Region annotation entries:
+ + +

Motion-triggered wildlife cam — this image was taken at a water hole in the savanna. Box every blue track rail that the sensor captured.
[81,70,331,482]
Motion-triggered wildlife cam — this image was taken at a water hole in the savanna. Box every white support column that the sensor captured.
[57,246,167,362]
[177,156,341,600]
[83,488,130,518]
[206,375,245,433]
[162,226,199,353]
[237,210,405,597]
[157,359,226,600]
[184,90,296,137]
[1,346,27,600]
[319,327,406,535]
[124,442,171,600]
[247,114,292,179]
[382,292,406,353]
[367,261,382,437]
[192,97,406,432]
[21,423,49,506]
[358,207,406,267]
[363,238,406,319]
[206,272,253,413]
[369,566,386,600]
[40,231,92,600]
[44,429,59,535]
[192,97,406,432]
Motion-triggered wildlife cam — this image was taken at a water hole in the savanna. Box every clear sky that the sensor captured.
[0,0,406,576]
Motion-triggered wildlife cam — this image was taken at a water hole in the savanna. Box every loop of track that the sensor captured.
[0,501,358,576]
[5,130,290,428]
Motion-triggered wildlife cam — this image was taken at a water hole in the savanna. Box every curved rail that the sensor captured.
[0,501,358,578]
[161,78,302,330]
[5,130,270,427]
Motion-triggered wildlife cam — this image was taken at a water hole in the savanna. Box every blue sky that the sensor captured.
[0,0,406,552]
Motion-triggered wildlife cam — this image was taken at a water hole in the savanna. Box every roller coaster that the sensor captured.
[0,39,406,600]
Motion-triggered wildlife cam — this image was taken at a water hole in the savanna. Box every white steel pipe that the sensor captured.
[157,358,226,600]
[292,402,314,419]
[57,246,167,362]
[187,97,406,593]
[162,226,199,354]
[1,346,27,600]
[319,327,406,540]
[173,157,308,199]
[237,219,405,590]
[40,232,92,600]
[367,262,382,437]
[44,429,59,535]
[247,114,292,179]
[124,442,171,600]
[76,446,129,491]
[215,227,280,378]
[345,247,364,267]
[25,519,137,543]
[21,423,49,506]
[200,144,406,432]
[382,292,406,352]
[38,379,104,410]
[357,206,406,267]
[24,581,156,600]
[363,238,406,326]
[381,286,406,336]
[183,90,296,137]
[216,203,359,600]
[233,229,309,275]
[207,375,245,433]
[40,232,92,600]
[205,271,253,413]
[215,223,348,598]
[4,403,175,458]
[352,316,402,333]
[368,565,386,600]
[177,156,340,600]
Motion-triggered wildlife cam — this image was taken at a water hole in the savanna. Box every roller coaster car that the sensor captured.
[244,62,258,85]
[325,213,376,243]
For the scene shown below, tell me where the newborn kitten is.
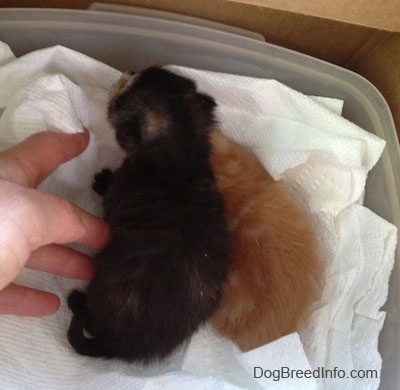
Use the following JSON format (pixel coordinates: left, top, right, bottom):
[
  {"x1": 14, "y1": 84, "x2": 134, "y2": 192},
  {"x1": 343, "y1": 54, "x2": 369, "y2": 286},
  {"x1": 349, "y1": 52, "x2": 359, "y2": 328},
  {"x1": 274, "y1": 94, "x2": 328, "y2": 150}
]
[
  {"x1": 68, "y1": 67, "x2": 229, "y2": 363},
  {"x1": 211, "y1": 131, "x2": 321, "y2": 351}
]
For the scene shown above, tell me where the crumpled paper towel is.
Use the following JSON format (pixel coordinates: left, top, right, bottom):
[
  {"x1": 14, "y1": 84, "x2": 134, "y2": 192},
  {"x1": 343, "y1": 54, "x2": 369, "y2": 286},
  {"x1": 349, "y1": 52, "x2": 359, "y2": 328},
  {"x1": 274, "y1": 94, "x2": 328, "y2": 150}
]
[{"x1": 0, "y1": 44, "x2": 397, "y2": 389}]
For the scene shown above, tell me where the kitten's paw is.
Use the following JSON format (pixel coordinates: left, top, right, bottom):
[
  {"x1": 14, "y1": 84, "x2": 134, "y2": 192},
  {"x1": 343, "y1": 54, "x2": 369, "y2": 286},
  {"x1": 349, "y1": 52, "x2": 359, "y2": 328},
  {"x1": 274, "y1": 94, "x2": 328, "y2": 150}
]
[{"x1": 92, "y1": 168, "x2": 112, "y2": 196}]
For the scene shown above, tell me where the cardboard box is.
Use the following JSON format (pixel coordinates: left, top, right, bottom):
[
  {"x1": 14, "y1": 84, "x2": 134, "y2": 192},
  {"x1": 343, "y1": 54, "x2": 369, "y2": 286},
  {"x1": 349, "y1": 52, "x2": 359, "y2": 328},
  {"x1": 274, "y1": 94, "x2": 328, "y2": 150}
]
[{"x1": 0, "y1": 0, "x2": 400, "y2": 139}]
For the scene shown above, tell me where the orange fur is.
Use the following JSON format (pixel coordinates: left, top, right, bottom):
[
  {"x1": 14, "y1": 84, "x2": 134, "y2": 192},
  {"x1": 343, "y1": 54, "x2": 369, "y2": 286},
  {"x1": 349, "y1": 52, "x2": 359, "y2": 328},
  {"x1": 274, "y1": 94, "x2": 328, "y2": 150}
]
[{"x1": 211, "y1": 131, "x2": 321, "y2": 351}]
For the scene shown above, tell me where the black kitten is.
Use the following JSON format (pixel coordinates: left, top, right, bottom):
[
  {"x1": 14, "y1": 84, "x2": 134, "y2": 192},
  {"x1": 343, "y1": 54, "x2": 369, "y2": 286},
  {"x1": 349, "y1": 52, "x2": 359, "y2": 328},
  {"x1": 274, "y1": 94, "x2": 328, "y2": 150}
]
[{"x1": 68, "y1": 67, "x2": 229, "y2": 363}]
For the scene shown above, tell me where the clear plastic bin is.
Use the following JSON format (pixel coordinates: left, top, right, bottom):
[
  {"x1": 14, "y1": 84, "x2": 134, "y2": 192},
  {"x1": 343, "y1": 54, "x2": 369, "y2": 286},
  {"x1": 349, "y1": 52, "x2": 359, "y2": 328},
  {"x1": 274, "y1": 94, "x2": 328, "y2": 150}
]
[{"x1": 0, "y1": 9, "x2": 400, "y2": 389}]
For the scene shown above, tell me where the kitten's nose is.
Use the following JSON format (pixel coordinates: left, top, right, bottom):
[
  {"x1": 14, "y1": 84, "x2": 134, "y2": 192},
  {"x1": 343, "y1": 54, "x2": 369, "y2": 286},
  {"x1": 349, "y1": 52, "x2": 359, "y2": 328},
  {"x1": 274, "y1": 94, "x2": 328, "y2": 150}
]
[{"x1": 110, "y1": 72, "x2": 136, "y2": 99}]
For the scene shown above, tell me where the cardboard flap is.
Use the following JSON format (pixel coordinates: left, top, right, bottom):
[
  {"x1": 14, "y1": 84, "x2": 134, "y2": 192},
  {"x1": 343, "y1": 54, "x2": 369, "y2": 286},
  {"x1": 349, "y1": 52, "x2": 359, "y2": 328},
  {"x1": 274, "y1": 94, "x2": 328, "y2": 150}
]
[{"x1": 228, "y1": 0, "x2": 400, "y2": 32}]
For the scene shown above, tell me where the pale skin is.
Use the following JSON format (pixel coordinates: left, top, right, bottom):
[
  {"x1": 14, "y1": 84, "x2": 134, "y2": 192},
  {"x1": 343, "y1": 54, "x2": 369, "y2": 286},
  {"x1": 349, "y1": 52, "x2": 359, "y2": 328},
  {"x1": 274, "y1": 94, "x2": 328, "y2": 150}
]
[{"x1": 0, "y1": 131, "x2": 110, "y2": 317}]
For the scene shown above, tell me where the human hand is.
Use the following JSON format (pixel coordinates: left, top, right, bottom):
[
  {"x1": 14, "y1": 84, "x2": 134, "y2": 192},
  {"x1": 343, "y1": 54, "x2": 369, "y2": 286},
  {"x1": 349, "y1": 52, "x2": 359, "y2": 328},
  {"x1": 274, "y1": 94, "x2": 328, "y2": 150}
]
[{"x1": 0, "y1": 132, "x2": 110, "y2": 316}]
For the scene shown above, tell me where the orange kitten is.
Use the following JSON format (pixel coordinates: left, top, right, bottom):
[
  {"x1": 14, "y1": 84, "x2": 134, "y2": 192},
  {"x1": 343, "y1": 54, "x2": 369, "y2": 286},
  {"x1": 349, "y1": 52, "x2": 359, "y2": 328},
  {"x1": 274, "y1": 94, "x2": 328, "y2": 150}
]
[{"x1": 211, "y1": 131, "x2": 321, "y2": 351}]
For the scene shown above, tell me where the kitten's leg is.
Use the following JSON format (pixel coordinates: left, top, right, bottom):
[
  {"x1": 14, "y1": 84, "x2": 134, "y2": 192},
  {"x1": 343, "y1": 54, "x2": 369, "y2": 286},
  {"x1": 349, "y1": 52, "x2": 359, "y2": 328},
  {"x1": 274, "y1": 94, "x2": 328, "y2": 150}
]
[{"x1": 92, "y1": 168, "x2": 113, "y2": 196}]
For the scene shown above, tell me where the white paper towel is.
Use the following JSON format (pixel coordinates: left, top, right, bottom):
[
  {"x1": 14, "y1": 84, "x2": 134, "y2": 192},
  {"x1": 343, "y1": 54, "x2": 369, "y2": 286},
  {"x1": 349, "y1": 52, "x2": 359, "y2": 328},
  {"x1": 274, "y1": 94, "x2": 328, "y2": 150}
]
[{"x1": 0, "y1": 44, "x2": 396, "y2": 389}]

+ + +

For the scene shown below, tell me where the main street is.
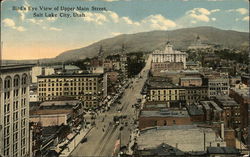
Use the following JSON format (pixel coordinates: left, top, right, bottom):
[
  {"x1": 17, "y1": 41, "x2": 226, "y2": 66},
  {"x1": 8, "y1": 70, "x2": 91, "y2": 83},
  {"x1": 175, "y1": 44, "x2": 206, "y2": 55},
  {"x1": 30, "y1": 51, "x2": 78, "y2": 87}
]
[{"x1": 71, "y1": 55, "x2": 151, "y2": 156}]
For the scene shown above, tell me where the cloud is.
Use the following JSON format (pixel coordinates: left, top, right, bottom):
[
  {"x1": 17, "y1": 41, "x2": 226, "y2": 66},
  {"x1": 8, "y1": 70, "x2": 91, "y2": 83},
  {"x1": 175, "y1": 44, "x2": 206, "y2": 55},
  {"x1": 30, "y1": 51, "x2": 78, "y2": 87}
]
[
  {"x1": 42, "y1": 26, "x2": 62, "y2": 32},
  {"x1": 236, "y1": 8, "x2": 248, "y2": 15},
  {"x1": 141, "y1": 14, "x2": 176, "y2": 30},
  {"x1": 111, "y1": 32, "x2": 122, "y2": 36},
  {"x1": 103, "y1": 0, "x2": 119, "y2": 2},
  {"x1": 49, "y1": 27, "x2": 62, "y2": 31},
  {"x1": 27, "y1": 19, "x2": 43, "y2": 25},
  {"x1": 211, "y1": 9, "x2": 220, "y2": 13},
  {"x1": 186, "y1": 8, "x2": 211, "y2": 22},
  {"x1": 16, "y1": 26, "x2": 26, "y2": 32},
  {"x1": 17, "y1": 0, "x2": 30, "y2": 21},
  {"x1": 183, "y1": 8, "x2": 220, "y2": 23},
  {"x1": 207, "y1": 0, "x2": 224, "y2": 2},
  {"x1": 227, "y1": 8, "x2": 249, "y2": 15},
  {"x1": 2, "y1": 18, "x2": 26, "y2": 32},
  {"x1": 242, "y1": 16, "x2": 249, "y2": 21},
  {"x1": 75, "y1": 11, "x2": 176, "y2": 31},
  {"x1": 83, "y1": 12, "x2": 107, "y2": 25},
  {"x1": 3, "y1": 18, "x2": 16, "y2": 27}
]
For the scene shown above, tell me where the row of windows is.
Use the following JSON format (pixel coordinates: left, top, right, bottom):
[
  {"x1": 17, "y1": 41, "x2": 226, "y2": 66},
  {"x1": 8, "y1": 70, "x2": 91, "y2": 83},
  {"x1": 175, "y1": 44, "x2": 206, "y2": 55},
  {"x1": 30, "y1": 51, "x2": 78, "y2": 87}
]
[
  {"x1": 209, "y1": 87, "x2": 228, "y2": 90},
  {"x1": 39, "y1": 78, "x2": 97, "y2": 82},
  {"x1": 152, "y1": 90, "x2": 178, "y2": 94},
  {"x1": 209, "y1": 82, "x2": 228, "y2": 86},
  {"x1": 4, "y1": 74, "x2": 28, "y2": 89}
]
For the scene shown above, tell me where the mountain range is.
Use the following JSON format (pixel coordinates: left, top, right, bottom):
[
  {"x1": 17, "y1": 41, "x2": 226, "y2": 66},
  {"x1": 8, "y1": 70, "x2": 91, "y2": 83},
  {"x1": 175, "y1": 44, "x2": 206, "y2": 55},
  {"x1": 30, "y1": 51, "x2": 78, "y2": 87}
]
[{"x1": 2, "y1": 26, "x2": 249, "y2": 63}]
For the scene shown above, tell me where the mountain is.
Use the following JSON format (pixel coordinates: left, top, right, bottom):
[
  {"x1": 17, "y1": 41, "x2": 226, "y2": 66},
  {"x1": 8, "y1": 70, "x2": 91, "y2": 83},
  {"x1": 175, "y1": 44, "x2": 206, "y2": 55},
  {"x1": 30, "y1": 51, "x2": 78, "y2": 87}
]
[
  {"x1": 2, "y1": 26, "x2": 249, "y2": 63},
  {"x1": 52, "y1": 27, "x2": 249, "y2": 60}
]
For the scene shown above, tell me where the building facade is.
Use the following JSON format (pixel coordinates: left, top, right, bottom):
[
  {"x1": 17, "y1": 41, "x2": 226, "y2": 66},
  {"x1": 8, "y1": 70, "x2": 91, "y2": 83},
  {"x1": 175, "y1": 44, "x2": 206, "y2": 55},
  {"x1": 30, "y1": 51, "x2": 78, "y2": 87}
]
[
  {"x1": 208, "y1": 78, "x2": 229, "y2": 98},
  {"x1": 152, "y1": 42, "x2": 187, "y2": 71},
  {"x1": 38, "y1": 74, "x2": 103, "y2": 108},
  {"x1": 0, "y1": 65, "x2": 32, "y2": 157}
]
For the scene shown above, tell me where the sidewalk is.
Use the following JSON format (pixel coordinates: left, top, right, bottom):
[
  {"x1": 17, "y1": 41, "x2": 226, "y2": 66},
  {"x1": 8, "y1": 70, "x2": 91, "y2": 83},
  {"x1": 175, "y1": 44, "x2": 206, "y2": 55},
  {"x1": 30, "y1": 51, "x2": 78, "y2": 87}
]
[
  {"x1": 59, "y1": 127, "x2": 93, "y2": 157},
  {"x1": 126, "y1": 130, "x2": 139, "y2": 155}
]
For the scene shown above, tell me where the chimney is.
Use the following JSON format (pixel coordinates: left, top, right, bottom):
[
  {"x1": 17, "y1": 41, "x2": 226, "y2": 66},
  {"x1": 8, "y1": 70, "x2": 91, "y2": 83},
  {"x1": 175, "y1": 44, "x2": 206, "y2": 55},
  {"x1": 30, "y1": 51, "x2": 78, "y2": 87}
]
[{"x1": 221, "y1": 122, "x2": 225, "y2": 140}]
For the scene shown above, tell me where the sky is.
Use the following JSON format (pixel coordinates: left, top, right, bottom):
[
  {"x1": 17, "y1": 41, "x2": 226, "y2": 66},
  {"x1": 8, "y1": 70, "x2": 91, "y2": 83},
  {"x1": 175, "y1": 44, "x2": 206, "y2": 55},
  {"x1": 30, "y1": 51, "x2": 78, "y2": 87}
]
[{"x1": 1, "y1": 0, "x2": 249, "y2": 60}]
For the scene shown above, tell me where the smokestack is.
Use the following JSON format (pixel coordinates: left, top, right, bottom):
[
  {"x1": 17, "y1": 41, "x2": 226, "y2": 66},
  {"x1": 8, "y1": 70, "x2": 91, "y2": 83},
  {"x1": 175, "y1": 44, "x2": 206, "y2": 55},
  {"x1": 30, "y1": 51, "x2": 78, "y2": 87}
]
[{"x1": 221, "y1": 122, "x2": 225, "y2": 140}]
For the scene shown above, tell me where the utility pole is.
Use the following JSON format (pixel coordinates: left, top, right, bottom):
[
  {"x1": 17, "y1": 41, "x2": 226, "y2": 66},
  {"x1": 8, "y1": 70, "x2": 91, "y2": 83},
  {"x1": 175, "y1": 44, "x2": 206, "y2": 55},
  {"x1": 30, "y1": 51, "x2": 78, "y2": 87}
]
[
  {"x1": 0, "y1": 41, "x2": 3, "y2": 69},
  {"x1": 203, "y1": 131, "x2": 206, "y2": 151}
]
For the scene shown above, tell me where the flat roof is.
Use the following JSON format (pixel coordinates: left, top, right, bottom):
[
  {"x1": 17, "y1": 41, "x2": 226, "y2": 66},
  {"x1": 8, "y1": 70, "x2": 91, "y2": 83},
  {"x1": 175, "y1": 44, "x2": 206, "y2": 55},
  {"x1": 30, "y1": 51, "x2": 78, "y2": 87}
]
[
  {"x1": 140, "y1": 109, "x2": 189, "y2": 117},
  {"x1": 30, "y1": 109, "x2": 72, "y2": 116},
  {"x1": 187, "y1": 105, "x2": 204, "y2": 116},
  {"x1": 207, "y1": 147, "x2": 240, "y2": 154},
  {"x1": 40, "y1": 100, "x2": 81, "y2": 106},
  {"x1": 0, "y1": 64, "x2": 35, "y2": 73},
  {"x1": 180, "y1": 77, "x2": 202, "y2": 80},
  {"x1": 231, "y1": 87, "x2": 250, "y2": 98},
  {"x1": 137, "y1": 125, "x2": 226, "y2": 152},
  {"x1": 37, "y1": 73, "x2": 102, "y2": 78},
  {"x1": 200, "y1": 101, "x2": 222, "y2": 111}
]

+ + +

▸ **YOUR INSTRUCTIONS**
Pull out every line in the entries above that contains the word "blue", and copy each of those lines in full.

▸ **ANSWER TO THIS TASK**
Motion-triggered wildlife cam — this image was taken at a water hole in the savanna. Box every blue track rail that the sensor captured.
Motion-triggered wildlife cam — this image was taken at a water hole in the savanna. Box every blue sky that the sensor captured.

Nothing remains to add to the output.